• EXERCISE REQUIREMENTS:
Can you scale the listing below by writing out every line again, requests included, with each viewBox dimension and path coordinate in the answers multiplied by 0.25 and rounded to a whole number, halves rounding up? Keep the numbers in the requests and their format samples unchanged, and leave the pictures out of your reply.

• SUPPLIED INFORMATION:
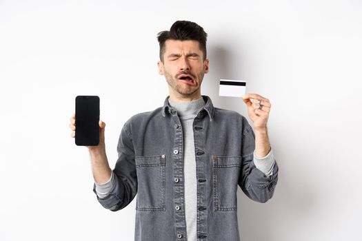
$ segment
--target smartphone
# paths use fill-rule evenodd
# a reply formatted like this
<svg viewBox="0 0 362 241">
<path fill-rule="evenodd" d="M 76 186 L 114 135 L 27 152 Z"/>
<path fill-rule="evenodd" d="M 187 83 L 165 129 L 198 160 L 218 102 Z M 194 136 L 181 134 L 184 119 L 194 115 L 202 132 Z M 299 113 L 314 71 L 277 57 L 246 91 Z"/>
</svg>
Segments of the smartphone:
<svg viewBox="0 0 362 241">
<path fill-rule="evenodd" d="M 99 144 L 99 97 L 75 98 L 75 144 L 90 146 Z"/>
</svg>

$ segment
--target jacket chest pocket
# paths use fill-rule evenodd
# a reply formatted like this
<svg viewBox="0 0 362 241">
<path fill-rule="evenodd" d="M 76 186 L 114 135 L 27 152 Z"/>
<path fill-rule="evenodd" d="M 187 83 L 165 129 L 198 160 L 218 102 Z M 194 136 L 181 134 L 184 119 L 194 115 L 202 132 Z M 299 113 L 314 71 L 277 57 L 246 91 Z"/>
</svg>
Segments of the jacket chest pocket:
<svg viewBox="0 0 362 241">
<path fill-rule="evenodd" d="M 165 155 L 136 156 L 136 209 L 165 210 Z"/>
<path fill-rule="evenodd" d="M 237 210 L 241 156 L 212 156 L 214 211 Z"/>
</svg>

• FINAL RESULT:
$ segment
--target smartphone
# paths use fill-rule evenodd
# a reply formatted like this
<svg viewBox="0 0 362 241">
<path fill-rule="evenodd" d="M 76 186 L 114 135 L 27 152 Z"/>
<path fill-rule="evenodd" d="M 187 83 L 165 129 L 198 160 L 218 102 Z M 194 136 L 181 134 L 184 119 L 194 115 L 202 132 Z M 299 113 L 314 71 L 277 57 L 246 91 Z"/>
</svg>
Segments of the smartphone:
<svg viewBox="0 0 91 60">
<path fill-rule="evenodd" d="M 25 36 L 25 24 L 19 25 L 19 36 L 23 37 Z"/>
</svg>

$ segment
--target jacket chest pocket
# paths use fill-rule evenodd
# a reply formatted like this
<svg viewBox="0 0 362 241">
<path fill-rule="evenodd" d="M 76 186 L 114 135 L 27 152 Z"/>
<path fill-rule="evenodd" d="M 187 83 L 165 129 L 198 160 L 218 102 Z M 194 136 L 181 134 L 184 119 L 194 115 L 202 132 Z M 299 113 L 314 71 L 277 57 L 246 91 Z"/>
</svg>
Segments of the jacket chest pocket:
<svg viewBox="0 0 91 60">
<path fill-rule="evenodd" d="M 41 39 L 34 39 L 34 52 L 41 53 Z"/>
<path fill-rule="evenodd" d="M 59 53 L 60 39 L 53 39 L 54 53 Z"/>
</svg>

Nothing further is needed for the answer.